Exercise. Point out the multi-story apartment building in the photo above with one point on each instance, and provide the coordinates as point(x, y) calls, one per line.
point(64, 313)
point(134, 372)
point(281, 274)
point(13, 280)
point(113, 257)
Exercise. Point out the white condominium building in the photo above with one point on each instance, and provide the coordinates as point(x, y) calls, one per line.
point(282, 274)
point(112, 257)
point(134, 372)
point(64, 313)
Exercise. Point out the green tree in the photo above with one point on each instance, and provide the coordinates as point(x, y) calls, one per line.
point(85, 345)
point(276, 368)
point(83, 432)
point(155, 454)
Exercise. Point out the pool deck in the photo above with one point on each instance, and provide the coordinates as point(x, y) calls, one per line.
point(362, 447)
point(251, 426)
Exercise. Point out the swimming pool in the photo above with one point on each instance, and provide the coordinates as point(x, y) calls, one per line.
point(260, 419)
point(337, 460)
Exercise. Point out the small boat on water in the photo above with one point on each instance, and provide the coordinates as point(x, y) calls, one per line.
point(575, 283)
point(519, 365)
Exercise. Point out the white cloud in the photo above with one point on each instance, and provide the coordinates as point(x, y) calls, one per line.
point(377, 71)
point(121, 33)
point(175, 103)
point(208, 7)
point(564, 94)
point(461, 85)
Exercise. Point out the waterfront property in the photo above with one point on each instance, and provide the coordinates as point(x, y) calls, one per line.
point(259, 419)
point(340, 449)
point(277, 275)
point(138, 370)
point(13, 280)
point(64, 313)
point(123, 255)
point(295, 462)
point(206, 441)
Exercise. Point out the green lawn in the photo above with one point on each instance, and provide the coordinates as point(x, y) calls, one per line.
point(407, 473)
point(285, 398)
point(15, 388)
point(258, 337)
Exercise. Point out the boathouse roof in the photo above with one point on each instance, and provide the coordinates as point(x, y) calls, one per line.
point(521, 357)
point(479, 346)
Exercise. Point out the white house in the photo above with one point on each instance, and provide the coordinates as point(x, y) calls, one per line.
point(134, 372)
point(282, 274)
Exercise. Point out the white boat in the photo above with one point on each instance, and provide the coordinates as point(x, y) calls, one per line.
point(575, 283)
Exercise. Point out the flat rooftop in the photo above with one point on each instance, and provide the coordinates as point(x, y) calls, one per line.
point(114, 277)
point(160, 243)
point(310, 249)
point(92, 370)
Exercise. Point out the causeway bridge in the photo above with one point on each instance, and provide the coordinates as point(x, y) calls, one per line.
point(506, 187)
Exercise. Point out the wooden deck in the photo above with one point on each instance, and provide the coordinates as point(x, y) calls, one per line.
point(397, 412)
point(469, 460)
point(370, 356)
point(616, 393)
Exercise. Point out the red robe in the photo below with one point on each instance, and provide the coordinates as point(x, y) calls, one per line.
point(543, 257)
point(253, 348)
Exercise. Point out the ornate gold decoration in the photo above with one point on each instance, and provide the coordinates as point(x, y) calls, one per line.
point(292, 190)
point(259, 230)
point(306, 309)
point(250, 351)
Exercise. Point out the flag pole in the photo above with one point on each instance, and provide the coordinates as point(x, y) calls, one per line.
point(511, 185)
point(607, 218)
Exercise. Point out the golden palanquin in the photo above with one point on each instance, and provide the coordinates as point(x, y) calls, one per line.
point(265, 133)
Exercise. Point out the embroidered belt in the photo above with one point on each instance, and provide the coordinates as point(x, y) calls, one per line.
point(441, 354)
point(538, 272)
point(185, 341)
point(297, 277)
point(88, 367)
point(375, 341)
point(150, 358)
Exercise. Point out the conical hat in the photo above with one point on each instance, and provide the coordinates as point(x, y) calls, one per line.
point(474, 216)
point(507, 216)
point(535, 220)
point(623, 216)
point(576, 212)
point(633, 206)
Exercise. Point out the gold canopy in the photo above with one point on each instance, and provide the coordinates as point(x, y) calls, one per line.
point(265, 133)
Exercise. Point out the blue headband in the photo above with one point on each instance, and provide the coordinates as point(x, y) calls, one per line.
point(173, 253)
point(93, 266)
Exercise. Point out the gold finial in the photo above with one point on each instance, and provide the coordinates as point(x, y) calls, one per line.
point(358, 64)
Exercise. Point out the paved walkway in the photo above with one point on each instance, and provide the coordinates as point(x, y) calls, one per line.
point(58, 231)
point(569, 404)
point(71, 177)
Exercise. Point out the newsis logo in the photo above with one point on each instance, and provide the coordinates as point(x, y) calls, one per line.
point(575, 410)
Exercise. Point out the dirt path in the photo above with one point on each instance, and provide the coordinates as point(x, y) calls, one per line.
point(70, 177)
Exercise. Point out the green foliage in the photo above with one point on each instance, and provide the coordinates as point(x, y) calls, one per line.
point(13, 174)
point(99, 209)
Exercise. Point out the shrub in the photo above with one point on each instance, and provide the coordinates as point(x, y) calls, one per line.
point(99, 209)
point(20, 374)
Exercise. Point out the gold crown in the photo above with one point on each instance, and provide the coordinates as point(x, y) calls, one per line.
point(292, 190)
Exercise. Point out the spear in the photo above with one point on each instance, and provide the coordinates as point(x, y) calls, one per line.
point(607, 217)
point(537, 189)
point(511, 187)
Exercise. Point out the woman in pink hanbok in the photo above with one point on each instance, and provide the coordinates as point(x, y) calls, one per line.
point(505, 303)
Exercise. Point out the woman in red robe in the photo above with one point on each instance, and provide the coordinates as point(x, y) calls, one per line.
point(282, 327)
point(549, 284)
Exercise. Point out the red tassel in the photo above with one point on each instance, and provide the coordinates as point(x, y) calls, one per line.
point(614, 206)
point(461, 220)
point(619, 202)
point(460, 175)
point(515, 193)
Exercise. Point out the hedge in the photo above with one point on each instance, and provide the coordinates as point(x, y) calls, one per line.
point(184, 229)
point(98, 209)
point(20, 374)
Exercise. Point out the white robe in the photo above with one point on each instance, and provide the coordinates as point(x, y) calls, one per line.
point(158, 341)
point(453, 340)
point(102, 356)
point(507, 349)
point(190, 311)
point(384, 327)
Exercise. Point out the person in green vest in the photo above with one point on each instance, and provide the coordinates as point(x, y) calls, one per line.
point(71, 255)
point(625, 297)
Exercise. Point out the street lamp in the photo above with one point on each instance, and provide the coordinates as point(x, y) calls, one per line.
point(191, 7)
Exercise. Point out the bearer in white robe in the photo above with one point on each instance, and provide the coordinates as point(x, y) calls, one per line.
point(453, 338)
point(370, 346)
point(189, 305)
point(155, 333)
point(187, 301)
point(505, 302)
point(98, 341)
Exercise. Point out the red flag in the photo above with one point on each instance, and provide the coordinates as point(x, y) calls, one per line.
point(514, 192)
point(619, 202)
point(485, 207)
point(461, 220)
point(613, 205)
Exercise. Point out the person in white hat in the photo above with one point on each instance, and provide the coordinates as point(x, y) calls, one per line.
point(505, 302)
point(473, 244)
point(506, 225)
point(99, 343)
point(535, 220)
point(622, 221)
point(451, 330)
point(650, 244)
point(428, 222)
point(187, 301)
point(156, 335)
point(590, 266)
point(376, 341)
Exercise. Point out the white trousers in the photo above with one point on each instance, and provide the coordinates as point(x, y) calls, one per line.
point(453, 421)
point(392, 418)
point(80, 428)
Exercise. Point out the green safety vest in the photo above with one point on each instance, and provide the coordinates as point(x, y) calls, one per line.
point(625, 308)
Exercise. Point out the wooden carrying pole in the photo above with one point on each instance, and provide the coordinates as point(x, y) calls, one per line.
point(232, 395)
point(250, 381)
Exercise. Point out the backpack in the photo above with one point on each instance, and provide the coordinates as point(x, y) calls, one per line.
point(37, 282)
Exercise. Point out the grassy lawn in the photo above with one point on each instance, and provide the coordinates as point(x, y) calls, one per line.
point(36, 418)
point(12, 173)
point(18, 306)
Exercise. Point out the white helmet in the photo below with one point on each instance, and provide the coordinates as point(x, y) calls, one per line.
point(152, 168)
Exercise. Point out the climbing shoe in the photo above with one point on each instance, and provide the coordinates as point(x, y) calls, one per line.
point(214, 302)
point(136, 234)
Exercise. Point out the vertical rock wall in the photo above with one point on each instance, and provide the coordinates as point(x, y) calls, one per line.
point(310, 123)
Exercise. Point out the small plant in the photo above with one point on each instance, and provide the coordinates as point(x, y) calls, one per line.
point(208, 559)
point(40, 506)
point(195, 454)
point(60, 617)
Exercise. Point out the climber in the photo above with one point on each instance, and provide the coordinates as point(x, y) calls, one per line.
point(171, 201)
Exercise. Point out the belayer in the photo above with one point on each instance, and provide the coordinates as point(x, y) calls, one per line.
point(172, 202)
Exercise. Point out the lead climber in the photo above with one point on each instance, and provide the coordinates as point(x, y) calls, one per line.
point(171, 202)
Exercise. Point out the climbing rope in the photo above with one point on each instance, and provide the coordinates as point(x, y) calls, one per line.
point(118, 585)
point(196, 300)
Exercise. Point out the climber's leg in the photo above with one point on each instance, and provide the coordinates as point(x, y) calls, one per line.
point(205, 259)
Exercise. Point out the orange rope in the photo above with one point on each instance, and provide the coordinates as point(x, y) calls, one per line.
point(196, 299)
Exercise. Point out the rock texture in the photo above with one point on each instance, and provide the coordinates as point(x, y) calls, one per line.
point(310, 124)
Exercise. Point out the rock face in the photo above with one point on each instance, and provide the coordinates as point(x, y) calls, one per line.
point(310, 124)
************
Problem to work on - Only the lines from the one with "Exercise. Point out the rock face" through the end of the records above are to be copied, exactly as written.

Solution -
Exercise. Point out the rock face in the photo above with one point on each instance, and provide the coordinates as point(x, y) calls, one per line.
point(310, 124)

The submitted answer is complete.